━━━ Input rows
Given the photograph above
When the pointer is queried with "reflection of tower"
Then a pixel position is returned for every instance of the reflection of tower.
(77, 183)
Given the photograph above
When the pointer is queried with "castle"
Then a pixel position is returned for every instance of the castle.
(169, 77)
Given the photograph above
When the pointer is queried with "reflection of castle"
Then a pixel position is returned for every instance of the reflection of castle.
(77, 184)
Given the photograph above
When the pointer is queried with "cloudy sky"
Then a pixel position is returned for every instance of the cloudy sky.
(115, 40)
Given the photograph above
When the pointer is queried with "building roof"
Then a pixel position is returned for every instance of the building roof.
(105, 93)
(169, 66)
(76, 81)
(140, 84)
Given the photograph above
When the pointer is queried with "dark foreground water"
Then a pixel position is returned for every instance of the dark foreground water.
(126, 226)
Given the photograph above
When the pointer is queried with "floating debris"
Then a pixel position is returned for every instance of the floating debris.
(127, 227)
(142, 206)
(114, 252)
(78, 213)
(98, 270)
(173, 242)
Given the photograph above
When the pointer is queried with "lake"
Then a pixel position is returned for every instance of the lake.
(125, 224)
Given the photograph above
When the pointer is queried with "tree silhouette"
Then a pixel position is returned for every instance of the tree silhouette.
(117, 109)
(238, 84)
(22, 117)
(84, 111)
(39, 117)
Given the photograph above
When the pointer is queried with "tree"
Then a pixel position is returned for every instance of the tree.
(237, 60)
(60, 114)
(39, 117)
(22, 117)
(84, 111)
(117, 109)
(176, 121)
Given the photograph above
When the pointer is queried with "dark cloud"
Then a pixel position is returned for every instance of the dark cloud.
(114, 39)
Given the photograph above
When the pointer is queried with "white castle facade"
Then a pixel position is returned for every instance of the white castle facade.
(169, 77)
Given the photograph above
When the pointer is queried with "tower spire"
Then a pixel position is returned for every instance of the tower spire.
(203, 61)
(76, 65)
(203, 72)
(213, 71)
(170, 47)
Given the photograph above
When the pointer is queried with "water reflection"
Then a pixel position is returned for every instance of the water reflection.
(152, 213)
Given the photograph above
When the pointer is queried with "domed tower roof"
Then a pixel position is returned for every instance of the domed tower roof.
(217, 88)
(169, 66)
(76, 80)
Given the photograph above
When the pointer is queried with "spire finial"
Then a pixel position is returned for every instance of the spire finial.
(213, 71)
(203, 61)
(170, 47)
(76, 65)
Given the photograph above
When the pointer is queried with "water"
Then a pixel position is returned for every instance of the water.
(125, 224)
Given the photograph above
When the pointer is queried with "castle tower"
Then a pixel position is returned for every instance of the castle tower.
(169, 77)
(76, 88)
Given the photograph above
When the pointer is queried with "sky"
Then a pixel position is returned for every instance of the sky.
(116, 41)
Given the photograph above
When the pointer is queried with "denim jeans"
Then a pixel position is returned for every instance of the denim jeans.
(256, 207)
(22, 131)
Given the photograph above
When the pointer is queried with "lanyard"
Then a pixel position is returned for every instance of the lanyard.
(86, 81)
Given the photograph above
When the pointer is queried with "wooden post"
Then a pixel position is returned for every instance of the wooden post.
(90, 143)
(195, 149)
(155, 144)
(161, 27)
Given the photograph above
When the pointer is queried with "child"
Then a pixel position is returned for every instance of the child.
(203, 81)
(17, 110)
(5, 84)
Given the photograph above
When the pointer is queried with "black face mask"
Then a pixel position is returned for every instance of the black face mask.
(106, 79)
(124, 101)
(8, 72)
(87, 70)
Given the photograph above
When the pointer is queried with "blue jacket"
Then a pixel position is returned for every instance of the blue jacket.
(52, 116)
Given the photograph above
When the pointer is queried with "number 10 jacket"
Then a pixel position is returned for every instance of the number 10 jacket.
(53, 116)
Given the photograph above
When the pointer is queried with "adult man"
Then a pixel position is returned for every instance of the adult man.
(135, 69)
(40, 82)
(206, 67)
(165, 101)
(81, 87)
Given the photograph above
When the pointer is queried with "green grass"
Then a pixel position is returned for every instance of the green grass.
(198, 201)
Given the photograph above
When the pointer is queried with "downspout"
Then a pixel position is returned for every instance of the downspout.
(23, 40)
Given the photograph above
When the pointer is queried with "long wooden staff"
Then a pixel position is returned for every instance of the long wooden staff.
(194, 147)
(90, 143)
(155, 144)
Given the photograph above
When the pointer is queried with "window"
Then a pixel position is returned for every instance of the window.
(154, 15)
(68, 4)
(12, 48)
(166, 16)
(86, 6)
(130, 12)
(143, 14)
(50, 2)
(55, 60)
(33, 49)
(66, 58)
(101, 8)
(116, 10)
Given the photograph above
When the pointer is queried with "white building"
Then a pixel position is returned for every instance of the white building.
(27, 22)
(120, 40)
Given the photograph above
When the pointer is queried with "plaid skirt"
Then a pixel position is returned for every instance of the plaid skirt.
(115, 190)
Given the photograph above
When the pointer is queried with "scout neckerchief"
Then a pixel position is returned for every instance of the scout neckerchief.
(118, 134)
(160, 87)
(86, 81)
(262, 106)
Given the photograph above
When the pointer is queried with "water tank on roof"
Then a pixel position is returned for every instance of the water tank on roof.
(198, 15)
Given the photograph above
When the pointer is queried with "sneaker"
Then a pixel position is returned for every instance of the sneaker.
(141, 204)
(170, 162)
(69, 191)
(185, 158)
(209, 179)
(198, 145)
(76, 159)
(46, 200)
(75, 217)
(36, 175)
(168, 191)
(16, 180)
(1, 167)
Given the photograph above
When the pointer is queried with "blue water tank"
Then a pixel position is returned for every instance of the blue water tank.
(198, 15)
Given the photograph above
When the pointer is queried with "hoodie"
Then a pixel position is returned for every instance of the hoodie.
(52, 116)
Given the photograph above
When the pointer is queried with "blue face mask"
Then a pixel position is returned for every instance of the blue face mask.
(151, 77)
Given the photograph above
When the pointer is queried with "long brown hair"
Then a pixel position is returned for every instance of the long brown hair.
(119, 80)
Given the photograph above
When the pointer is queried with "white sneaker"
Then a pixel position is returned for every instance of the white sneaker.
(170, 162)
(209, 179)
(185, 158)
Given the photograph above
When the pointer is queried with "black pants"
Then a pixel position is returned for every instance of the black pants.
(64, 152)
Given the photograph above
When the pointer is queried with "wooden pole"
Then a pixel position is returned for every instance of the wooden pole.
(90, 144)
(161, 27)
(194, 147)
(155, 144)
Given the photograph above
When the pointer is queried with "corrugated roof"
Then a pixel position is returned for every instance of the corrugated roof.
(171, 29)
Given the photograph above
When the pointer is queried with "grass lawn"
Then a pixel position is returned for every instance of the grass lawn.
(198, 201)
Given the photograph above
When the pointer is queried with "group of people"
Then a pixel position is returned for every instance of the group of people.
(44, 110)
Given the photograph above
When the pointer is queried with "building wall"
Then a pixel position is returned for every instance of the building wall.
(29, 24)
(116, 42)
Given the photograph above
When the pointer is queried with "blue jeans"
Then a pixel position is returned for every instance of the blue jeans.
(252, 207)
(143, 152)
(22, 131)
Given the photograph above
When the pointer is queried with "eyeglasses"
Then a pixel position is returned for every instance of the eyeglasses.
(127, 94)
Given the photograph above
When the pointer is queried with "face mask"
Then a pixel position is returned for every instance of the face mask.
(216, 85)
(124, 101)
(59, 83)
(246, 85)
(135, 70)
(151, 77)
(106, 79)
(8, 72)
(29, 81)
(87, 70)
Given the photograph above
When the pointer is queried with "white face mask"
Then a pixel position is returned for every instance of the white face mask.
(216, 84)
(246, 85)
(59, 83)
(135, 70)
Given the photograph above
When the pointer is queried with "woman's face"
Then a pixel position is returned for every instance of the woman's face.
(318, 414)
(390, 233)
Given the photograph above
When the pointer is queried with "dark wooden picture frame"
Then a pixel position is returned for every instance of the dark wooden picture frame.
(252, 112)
━━━━━━
Your objective = List every line in the items above that contains the string "lawn", copying each line in full. Matching is case-sensitive.

Exercise result =
When the pointer is queried with "grass lawn"
Then a pixel position is returned for every instance of the grass lawn.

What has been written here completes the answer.